§ Given instruction
Report every line in the material below that contains the string "cushion", copying each such line in full. Treat the match as case-sensitive.

** start of Recorded data **

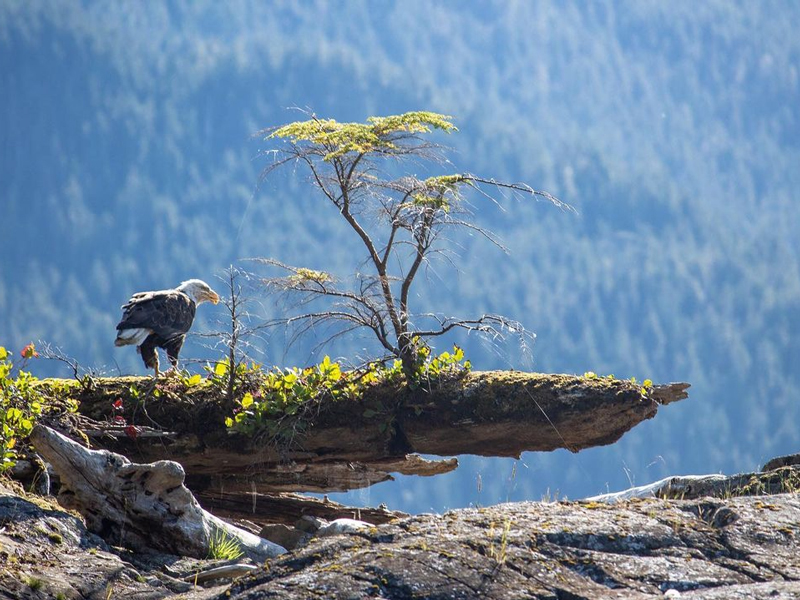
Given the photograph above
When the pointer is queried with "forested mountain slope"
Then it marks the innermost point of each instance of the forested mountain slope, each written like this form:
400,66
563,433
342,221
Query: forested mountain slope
126,163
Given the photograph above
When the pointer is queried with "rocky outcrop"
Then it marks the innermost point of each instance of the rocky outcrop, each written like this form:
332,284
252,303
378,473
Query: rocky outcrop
746,547
348,444
143,507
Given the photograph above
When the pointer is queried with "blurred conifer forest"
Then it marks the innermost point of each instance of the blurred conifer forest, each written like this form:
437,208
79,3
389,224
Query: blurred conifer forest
127,163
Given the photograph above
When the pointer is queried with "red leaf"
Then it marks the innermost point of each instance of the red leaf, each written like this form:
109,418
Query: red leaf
29,351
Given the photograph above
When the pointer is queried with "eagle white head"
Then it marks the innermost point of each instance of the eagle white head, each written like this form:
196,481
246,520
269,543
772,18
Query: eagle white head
199,291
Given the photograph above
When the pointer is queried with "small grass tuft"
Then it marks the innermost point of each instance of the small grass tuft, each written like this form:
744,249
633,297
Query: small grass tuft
221,546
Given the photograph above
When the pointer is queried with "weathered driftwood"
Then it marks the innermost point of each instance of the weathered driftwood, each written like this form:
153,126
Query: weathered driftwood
352,444
139,506
287,507
686,487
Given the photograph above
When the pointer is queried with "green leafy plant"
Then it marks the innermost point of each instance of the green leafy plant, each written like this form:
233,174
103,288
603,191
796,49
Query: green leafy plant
20,406
398,222
285,399
285,394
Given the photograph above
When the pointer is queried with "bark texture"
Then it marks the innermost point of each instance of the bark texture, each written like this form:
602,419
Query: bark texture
708,548
343,445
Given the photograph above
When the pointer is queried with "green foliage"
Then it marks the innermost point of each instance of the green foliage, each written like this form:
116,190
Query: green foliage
441,191
379,134
20,405
284,394
221,546
304,275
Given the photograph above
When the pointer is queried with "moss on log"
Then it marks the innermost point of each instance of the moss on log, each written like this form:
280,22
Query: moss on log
347,444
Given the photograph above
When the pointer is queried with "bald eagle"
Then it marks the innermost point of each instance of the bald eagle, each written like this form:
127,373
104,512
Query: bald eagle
161,319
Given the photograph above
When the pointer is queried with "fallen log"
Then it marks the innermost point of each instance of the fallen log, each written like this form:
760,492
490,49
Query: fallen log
779,480
349,444
144,507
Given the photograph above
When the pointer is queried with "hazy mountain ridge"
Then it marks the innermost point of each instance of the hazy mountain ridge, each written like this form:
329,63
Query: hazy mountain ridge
127,164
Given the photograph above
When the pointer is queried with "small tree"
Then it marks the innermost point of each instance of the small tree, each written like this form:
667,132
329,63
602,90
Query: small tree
398,218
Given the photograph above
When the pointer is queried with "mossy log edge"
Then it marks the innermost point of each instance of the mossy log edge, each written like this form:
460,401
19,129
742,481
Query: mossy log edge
350,444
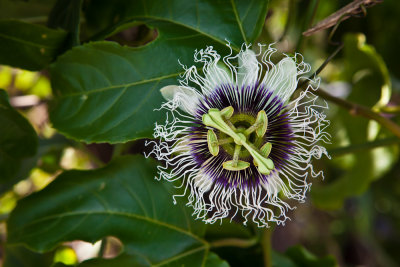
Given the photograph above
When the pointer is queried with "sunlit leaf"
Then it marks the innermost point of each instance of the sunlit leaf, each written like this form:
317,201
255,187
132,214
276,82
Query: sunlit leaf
18,144
108,93
29,46
121,200
367,73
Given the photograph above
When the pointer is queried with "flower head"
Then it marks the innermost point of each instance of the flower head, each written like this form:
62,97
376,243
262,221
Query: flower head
236,140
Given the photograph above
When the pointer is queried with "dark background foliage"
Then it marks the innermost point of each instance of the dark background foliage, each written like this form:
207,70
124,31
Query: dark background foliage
81,79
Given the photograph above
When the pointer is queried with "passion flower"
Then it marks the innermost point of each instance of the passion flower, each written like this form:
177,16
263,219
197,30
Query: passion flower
238,136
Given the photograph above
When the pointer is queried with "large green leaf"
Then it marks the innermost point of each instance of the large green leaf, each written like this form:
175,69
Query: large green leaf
108,93
18,143
66,15
121,200
234,20
29,46
17,256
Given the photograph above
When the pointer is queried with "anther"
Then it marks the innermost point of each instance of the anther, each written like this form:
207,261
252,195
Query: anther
212,142
260,125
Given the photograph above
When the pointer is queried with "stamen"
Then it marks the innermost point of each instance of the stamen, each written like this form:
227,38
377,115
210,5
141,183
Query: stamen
227,112
260,126
213,144
215,119
236,164
266,149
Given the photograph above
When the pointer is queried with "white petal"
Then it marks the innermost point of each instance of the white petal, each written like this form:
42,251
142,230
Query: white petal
248,68
187,98
282,78
216,74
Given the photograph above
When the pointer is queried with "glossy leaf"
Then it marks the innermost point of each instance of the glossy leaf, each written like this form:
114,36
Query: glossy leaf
121,200
211,260
66,15
234,20
108,93
18,143
16,256
29,46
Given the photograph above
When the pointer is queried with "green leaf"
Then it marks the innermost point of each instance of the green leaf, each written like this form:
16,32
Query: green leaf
18,143
234,20
17,256
66,15
29,46
366,71
211,260
108,93
121,200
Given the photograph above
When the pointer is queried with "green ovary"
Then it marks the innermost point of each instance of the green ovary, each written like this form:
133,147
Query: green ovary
240,135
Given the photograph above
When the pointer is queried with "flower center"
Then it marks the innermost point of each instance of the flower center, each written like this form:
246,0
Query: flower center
241,136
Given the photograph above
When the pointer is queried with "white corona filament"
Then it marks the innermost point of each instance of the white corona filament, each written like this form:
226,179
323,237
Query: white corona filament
261,204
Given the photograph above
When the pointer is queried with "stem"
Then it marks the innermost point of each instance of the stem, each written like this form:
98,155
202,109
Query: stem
359,110
118,150
103,247
365,146
266,245
312,10
288,19
234,242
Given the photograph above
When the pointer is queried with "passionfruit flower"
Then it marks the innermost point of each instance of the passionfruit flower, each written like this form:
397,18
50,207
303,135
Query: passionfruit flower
239,137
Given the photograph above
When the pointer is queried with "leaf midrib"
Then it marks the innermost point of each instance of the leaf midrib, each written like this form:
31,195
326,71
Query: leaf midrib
98,90
27,42
116,213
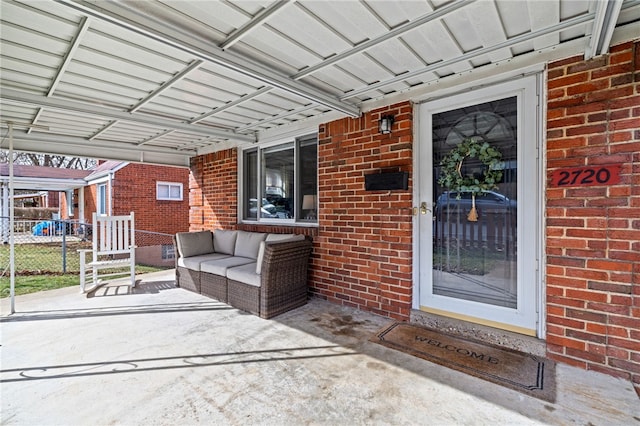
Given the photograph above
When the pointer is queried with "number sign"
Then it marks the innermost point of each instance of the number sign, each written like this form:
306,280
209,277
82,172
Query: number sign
603,175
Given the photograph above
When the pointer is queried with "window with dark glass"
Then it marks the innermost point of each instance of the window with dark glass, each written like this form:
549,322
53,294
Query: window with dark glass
280,182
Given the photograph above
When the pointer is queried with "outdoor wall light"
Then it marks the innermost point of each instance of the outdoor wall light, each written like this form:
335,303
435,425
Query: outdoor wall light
385,124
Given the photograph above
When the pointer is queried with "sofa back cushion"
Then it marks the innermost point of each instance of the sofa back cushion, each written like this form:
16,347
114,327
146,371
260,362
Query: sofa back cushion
224,241
271,238
248,244
194,243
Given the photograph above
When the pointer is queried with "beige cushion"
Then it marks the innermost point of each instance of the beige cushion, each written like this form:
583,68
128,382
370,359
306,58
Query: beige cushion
224,241
194,262
245,274
194,243
272,238
248,244
219,267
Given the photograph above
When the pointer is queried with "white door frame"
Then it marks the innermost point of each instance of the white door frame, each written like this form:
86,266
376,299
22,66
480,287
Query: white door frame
422,177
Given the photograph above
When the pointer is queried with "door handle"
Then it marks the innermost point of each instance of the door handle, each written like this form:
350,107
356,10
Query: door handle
423,208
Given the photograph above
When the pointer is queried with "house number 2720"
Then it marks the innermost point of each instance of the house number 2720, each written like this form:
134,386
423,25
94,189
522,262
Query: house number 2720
586,176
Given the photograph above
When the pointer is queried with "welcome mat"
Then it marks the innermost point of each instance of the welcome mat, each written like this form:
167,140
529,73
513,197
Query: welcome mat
523,372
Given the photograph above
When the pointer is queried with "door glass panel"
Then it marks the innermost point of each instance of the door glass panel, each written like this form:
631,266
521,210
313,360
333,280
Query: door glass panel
476,260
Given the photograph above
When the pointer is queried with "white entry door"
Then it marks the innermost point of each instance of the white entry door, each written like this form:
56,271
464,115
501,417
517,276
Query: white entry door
481,266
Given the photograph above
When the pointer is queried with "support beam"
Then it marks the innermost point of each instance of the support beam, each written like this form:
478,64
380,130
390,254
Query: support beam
606,16
570,23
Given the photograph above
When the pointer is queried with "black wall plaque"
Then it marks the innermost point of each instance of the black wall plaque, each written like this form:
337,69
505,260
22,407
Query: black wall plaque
386,181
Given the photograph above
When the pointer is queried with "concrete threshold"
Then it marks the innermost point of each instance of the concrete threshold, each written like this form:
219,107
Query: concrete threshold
163,355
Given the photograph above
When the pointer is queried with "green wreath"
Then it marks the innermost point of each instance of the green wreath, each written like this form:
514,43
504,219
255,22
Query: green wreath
451,175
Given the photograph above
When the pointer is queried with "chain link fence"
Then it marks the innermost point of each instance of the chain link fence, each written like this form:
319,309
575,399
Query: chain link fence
50,247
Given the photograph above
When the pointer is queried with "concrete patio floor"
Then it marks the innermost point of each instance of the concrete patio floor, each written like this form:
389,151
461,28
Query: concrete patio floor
165,356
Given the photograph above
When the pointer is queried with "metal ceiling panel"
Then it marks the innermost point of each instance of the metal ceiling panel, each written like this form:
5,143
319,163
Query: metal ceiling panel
189,77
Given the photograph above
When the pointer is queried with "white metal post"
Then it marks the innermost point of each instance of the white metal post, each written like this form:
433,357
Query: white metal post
12,266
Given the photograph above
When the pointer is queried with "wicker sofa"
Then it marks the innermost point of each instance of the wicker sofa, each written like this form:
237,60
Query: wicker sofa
265,274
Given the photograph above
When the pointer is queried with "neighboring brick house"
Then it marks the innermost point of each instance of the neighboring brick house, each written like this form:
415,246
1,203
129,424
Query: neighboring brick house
578,242
157,195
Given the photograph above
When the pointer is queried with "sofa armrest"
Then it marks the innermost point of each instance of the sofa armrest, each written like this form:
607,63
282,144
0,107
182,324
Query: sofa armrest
284,276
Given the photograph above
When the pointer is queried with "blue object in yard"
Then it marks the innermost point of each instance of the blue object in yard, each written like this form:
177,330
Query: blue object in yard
46,228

** end of Recorded data **

§ Solution
When the pointer is queried with "sofa back cushion"
Then it marks the innermost point of each instance of the sofa back cushion, each written like this form:
Query: sofa back cushion
When the pointer is queried with "beige cushion"
Then it marks the innermost point of each instance of the beige cushion, each written like this form:
Query: beige cushion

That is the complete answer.